## WRITTEN EXERCISE A
Write out the forum thread about the Paslode finish nailer word for word.

## TEXT PROVIDED
# paslode finish nailer-- gas operated



## joecaption (Nov 30, 2011)

Try cleaning the battery contacts with a pencil eraser and some rubbing alcohol.
Any city will have several tool repair centers. If there a Lowes or Home Depot near by they will also send them out for you. There going to charge you $35.00 as a deposit just to send it out even if it's new. They credit you whan you pay for the tool repair.


----------



## woodworkbykirk (Sep 25, 2011)

or check the paslode website for a listing of the closest service center


----------



## joecaption (Nov 30, 2011)

If you still have the manuel there listed in there also.


----------



## Gunslinger (Feb 5, 2012)

*paslode finish nailer*

Thanks Joe I'll give it a try.:wink:


----------



## lambethhome (Feb 13, 2012)

I have the 16 Gauge Cordless nailer and I almost gave up using it because I had to continuously eject and insert the battery. It was bought about 2 years ago and I've barely used it. I finally really looked at the battery and noticed the black cap of the battery with the locking clip was starting to become a little loose. I think the male clip was not securing the battery to make good contact. I removed the cover and re-installed it with a good quality plastic glue and it finally works! I completed 5 rooms of crown molding this week and it ran perfectly. Hope this helps


----------

## WRITTEN EXERCISE B
Please extract each line of the entries below that contains the word "knit".

## LISTED RECORDS
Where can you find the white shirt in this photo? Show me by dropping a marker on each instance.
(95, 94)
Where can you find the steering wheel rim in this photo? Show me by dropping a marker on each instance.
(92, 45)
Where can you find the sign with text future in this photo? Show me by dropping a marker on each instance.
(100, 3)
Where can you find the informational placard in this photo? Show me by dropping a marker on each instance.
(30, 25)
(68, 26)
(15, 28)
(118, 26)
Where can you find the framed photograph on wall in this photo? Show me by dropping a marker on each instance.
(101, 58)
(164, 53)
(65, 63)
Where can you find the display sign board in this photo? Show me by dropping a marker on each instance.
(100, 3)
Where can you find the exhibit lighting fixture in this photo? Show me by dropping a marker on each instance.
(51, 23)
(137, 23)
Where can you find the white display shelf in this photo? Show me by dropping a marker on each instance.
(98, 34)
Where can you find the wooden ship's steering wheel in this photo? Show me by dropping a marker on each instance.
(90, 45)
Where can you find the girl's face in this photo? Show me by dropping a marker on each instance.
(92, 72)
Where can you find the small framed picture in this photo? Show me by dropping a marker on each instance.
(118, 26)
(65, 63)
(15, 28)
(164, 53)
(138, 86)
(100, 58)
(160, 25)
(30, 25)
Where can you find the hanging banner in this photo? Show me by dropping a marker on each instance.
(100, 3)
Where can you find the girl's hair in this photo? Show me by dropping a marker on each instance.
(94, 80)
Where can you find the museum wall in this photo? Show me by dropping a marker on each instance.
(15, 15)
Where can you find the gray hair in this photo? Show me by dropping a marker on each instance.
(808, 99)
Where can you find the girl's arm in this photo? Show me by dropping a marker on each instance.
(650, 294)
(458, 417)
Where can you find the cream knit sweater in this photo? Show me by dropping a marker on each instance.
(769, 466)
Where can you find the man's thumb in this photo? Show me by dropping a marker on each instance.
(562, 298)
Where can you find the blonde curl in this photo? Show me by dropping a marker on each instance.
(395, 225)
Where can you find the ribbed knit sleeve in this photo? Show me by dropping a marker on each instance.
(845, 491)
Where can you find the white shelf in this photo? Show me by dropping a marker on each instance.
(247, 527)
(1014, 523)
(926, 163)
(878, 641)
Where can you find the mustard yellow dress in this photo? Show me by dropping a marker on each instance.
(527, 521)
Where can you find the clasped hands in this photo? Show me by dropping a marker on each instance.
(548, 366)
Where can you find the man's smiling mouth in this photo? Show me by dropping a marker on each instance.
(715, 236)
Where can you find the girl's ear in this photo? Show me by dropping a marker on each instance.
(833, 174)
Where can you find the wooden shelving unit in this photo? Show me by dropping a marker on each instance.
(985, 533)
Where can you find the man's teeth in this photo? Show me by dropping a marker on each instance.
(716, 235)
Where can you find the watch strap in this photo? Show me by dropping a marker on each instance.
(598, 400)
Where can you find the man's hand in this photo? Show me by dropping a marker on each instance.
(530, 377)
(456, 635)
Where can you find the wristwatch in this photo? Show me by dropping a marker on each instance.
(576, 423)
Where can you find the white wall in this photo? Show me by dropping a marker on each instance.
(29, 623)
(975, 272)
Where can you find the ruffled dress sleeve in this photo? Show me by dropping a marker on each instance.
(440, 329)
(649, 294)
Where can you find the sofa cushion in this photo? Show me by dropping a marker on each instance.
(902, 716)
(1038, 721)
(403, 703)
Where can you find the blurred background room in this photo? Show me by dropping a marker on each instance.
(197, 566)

## FINAL RESULT A
# paslode finish nailer-- gas operated



## joecaption (Nov 30, 2011)

Try cleaning the battery contacts with a pencil eraser and some rubbing alcohol.
Any city will have several tool repair centers. If there a Lowes or Home Depot near by they will also send them out for you. There going to charge you $35.00 as a deposit just to send it out even if it's new. They credit you whan you pay for the tool repair.


----------



## woodworkbykirk (Sep 25, 2011)

or check the paslode website for a listing of the closest service center


----------



## joecaption (Nov 30, 2011)

If you still have the manuel there listed in there also.


----------



## Gunslinger (Feb 5, 2012)

*paslode finish nailer*

Thanks Joe I'll give it a try.:wink:


----------



## lambethhome (Feb 13, 2012)

I have the 16 Gauge Cordless nailer and I almost gave up using it because I had to continuously eject and insert the battery. It was bought about 2 years ago and I've barely used it. I finally really looked at the battery and noticed the black cap of the battery with the locking clip was starting to become a little loose. I think the male clip was not securing the battery to make good contact. I removed the cover and re-installed it with a good quality plastic glue and it finally works! I completed 5 rooms of crown molding this week and it ran perfectly. Hope this helps


----------

## FINAL RESULT B
Where can you find the cream knit sweater in this photo? Show me by dropping a marker on each instance.
Where can you find the ribbed knit sleeve in this photo? Show me by dropping a marker on each instance.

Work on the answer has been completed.